+++ TEXTE À LIRE

Un « vrai besoin », à « réformer »

La Cour des comptes recadre la Grande École du Numérique

Le 09 mars 2021 à 14h15

La mise en oeuvre des missions de la Grande École du Numérique « souffre de lacunes et d'irrégularités que ses origines chaotiques n’expliquent que partiellement », déplore Pierre Moscovici, président de la Cour des comptes. Il estime que « sa gouvernance est à réformer et son suivi par l'État à renforcer ».

Groupement d'intérêt public (GIP) constitué en 2016 entre l'Etat, Pôle emploi, l'association Régions de France, divers acteurs de l'emploi et de la formation professionnelle, ainsi que des entreprises privées, la Grande École du Numérique, a pour mission principale de labelliser et financer des formations.

Son objectif ? Permettre à des publics éloignés de l'emploi d'accéder à une formation aux métiers du numérique, c'est en tout cas ce que rappelle le référé, adressé à Jean Castex en décembre dernier, que la Cour des comptes vient de rendre public.

Son objet statutaire, qui « correspond à un besoin patent, tant pour l’économie que pour le soutien à l’emploi », est en effet « de répondre, sur le territoire national, aux besoins d’emploi dans le secteur du numérique et de favoriser l’insertion sociale et professionnelle des personnes éloignées de l’emploi et de la formation, en particulier des jeunes, des femmes et des publics issus des quartiers prioritaires de la politique de la ville » :

« Cet objectif correspond à un vrai besoin, tant pour l'économie qu’en matière de soutien à l'emploi. En trois ans, le GIP a ainsi financé la formation de près de 28 000 stagiaires, en majorité âgés de moins de 30 ans et peu ou pas diplômés, pour un montant total d'environ 48 M€ : 24 % sont des femmes et 17 % des bénéficiaires sont issus des quartiers prioritaires de la politique de la ville. »

++++++

CONSIGNES
1 – Traduisez en anglais cette phrase du texte sur la Grande École du Numérique : « Il estime que “sa gouvernance est à réformer et son suivi par l'État à renforcer”. »
2 – Poursuivez le texte sur la Grande École du Numérique à la suite de sa dernière phrase.
Les items présentés ensuite n'ont aucun rapport avec le texte sur la Grande École du Numérique.

+++ DONNÉES PRÉSENTÉES

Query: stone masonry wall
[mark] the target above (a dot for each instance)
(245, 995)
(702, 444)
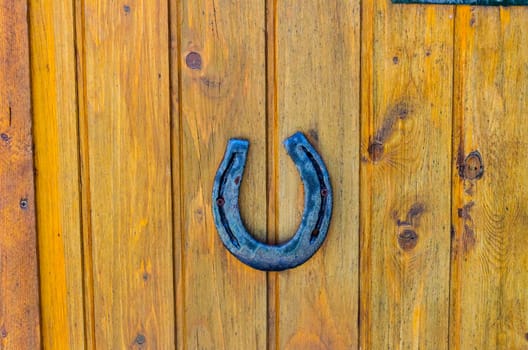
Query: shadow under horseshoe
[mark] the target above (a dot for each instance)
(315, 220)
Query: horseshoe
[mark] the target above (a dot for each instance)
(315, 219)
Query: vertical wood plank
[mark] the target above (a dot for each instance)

++++++
+++ DONNÉES PRÉSENTÉES

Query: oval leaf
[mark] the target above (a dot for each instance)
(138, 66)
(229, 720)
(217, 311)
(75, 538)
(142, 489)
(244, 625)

++++++

RÉSULTATS FINAUX
1 – He believes that "its governance needs to be reformed and its oversight by the State strengthened."

2 –
80 % embauchés, dont 25 % en CDI

De plus, et selon les données déclaratives figurant dans les rapports d’activité du GIP, ces formations auraient eu un impact tangible sur le parcours professionnel des personnes bénéficiaires d’une formation. Ainsi, 85 % des apprenants en 2018 et 74 % en 2019 auraient bénéficié d’une embauche à l’issue de leur formation, dont 20 à 30 % en contrats à durée indéterminée.

La Cour relève toutefois que ces données déclaratives ne reflètent que partiellement la situation des personnes formées car, pour 27 % d’entre elles en 2018 et 33 % en 2019, leur situation, trois mois après la formation, n’est pas connue. D’autre part, les abandons en cours de formation ne font pas l’objet d’un suivi alors que le taux d’abandon s’élevait à 20 % en 2018 et 11 % en 2019. Au surplus, les taux affichés de sortie positive ne permettent pas de distinguer le niveau de qualification initiale des bénéficiaires des formations.

De plus, la forte sélectivité des études conduisant aux métiers du numérique en limite l’accès, déplore la Cour des comptes, au détriment des jeunes confrontés à des difficultés scolaires. Et le nombre de jeunes diplômés en formation initiale dans ces métiers – moins de 5 000 par an – reste « très insuffisant au regard des besoins des entreprises, qui ne pourront que s’accroître dans un proche avenir ».

Réformer la gouvernance

Au cours de la période 2017 à 2019, examinée par la Cour, les modalités de financement des organismes de formations retenues par l’administration, puis par le GIP après sa création, « s’écartent de la règle de droit et s’avèrent peu protectrices des deniers publics ».

Ainsi, l’usage systématique de la subvention, au détriment des procédures de commande publique, soulève-t-il des interrogations au regard des normes applicables et des pratiques courantes en matière de formation professionnelle.

La Cour a identifié 367 conventions assorties de subventions, conclues en 2016 et 2017, ayant « conduit au décaissement immédiat, sans justificatif ni contrôle, de plus de 11M€ à des organismes bénéficiaires ».

Elle estime qu'« il conviendra d’établir un bilan définitif des pertes subies par l’État » à l’issue des deux premières vagues de labellisation, en identifiant les organismes entrés en procédure de redressement et de liquidation judiciaire, et ceux qui n’auront pas réalisé les prestations de formation financées par la Grande École du Numérique ou sous son label.

Du fait des enjeux, ainsi que des difficultés de gestion constatées, il paraît nécessaire, quelles que soient les réformes à envisager, de réexaminer le rôle des instances mais également de rendre plus robuste et précis le suivi par l’État de l’activité du GIP, et d'en réformer la gouvernance.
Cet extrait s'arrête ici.